> **About this task**
In the records below, begin at the line containing "Annotate the stadium roof" and end at the line containing "Annotate the white barrier"; quote every line in that span exactly, including both boundary lines, and no others.

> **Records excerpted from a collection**
════════

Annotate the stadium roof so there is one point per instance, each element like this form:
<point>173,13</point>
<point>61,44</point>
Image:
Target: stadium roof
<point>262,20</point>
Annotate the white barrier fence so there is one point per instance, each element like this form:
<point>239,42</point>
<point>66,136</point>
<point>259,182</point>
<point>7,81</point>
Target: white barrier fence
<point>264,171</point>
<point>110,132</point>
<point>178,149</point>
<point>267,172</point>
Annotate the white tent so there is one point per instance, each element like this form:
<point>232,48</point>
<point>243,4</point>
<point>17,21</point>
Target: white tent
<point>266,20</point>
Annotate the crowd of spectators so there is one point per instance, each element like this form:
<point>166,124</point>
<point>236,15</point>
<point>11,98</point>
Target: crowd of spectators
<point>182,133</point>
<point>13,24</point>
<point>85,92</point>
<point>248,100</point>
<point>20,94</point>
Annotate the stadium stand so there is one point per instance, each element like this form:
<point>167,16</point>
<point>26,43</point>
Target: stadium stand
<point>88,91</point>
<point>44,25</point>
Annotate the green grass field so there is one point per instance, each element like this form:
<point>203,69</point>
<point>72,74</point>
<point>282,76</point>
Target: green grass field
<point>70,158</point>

════════

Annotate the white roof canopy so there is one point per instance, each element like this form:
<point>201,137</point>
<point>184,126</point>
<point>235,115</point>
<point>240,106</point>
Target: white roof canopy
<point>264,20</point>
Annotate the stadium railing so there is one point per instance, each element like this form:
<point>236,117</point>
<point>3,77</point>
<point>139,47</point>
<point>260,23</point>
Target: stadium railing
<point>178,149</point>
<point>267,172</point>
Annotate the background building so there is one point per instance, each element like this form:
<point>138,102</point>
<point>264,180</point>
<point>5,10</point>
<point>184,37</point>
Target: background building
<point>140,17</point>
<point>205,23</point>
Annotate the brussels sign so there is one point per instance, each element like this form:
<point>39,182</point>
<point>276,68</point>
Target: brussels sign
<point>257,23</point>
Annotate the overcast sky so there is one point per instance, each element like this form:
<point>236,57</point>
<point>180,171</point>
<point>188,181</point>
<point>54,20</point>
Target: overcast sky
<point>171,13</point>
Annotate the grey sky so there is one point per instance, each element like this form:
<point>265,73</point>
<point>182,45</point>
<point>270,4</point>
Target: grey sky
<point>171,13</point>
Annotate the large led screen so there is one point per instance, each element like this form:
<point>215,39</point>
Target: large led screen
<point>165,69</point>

════════

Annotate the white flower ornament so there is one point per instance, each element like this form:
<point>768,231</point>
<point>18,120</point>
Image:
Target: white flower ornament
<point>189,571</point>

════════

> **Answer box**
Annotate the stadium roof so there is one point per instance, each element like this form:
<point>173,13</point>
<point>61,44</point>
Image:
Target: stadium roof
<point>262,20</point>
Annotate the white barrier fence so there is one point per instance, each element like this form:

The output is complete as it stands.